_Page excerpt:_
-- BEGIN --

The boats or asylum seekers is a massive problem but looks across the middle east you'll see that it's hardly stable. This hasn't helped. Gaza, Syria, Iraq, Afghanistan, Libya, Yemen, parts of Turkey, Ukraine.....all have western hallmarks of poor foreign policies......if we want to stop this look at the causes.

EasternStandard · 10/09/2025 08:32

dwordle · 10/09/2025 08:22

Exactly 💯. Everyone thinks a government make a difference quickly but in reality it takes years. We've had more than a decade of cuts, inequality and to reverse a small amount of that will mean tax rises and changes to make that happen.

It's the same with the NHS, Thatcher ruined NHS dentistry leaving the industry privatised by default. Because the way in which dentists get penalties and get paid means many are better not being NHS dentists at all. Decades on people can't find an NHS dentist and forced into private care. In order to reverse this takes a lot of money...and a government commitment to resolve this will have to increase taxes substantially....but no one wants to pay.

It's the same with immigration. The biggest influx of migrants happened under Boris Johnson. His points based system after Brexit saw European workers replaced with African or Sri Lankan.... people complain about this and blame Labour. It wasn't a Labour decision that took us out of Europe. The jobs they take are the ones people don't want to do and the argument that it kept wages down is ridiculous because the same people will moan when the cost of a coffee or care goes up to pay higher wages and even then employers would struggle to fill the posts

The boats or asylum seekers is a massive problem but looks across the middle east you'll see that it's hardly stable. This hasn't helped. Gaza, Syria, Iraq, Afghanistan, Libya, Yemen, parts of Turkey, Ukraine.....all have western hallmarks of poor foreign policies......if we want to stop this look at the causes.

-- END --

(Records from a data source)
-- BEGIN --

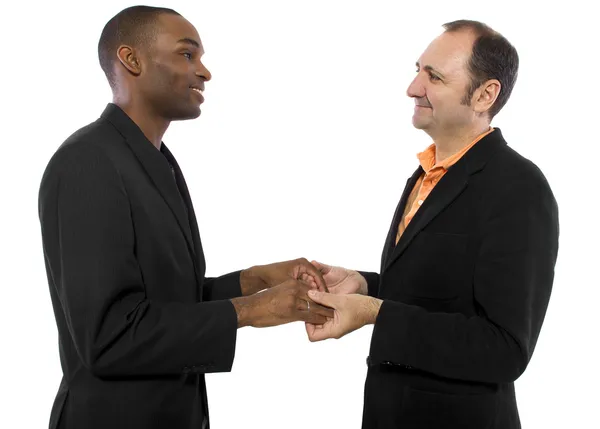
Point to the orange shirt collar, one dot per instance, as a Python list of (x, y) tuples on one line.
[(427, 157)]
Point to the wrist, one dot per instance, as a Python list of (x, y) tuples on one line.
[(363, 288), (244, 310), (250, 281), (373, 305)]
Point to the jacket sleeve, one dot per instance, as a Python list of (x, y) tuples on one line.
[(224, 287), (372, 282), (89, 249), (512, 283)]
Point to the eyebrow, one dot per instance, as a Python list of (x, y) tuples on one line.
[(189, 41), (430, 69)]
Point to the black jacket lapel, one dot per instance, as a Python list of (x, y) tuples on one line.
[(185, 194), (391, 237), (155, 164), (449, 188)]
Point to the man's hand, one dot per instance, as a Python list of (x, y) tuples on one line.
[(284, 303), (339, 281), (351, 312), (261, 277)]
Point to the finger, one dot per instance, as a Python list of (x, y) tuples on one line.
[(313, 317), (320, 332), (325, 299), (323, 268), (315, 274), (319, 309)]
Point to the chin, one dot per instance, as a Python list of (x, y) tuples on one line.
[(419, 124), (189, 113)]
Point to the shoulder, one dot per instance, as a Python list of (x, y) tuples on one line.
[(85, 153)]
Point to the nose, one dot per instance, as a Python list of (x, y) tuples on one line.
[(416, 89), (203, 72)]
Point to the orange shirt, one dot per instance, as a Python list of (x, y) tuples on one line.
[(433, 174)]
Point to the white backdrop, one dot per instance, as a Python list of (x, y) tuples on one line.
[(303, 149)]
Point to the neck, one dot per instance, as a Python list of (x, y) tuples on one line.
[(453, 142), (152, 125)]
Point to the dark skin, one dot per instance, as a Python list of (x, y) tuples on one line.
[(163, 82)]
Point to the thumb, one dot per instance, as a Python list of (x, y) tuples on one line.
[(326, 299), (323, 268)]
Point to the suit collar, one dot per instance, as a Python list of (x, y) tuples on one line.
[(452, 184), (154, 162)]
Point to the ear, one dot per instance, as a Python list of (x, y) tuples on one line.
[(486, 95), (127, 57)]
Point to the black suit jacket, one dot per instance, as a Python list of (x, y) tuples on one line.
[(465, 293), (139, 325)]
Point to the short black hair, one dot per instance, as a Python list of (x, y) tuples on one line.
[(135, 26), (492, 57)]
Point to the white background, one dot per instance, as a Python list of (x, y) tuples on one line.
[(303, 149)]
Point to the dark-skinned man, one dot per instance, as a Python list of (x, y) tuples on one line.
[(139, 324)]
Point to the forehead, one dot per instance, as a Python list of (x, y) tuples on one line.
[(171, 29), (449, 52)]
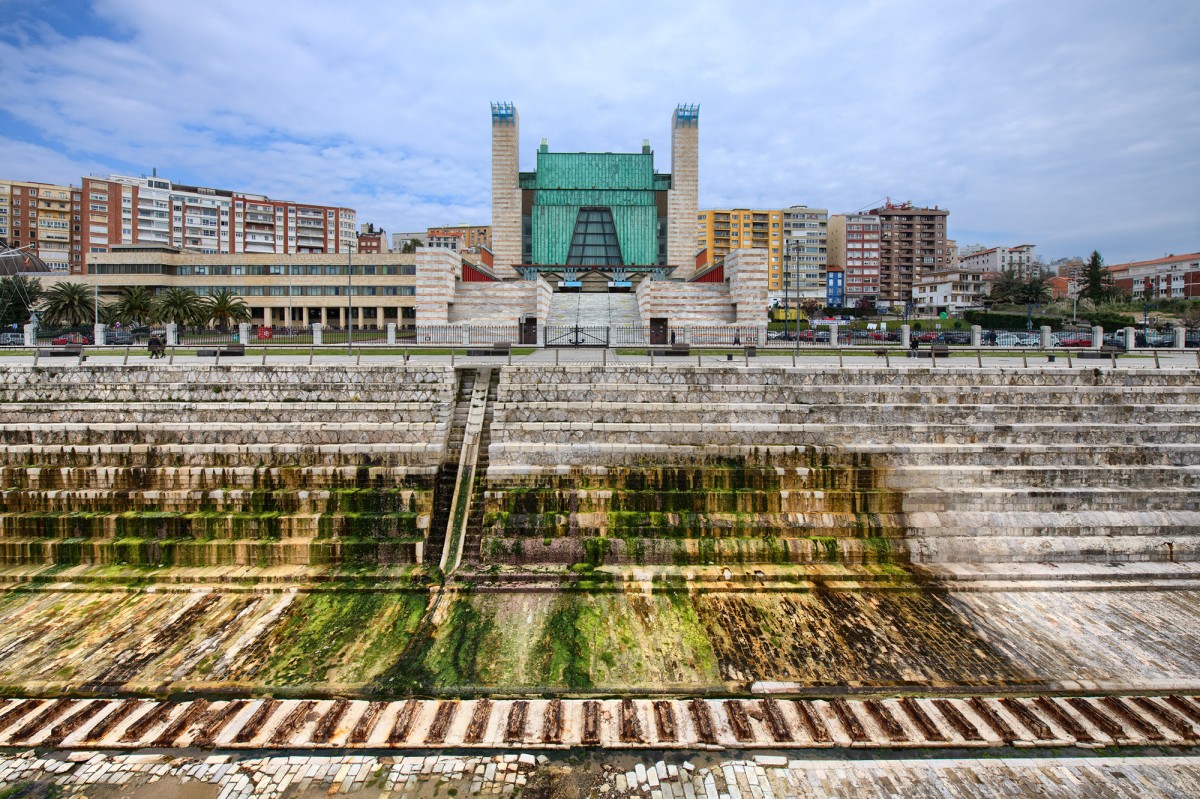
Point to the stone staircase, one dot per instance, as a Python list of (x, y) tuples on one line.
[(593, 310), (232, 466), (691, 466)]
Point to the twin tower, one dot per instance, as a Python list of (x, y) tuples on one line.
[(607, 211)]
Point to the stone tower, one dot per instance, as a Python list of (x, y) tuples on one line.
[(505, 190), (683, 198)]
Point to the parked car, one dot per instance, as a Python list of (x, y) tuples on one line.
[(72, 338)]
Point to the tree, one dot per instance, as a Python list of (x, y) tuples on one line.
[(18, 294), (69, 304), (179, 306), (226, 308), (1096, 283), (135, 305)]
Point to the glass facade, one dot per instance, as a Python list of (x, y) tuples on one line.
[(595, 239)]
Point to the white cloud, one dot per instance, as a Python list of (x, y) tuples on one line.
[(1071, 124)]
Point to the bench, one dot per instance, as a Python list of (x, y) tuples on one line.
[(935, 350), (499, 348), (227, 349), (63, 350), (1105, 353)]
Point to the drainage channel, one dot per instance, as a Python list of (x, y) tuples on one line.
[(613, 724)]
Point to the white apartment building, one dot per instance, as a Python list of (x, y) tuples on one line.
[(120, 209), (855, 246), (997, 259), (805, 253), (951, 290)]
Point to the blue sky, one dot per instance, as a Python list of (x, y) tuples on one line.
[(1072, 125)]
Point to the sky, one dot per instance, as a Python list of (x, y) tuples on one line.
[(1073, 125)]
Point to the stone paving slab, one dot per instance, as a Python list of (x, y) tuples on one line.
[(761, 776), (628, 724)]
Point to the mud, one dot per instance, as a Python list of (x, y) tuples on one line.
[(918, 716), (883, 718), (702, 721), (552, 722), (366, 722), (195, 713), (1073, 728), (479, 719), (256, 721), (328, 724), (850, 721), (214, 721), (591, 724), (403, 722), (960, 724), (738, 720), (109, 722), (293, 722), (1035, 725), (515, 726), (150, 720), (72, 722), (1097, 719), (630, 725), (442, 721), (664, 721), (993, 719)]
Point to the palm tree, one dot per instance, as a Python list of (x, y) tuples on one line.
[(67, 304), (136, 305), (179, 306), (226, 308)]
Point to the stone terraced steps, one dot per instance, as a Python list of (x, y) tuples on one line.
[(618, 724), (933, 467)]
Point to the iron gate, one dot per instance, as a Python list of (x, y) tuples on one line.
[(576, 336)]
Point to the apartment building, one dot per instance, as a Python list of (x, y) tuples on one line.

-- END --

_Tasks for this exercise:_
a) Please list the places that the forum post says all have western hallmarks of poor foreign policies.
b) Reproduce the forum post between "It's the same with the" and "wants to pay.", inclusive.

_Worked answers:_
a) Gaza, Syria, Iraq, Afghanistan, Libya, Yemen, parts of Turkey, Ukraine

b)
It's the same with the NHS, Thatcher ruined NHS dentistry leaving the industry privatised by default. Because the way in which dentists get penalties and get paid means many are better not being NHS dentists at all. Decades on people can't find an NHS dentist and forced into private care. In order to reverse this takes a lot of money...and a government commitment to resolve this will have to increase taxes substantially....but no one wants to pay.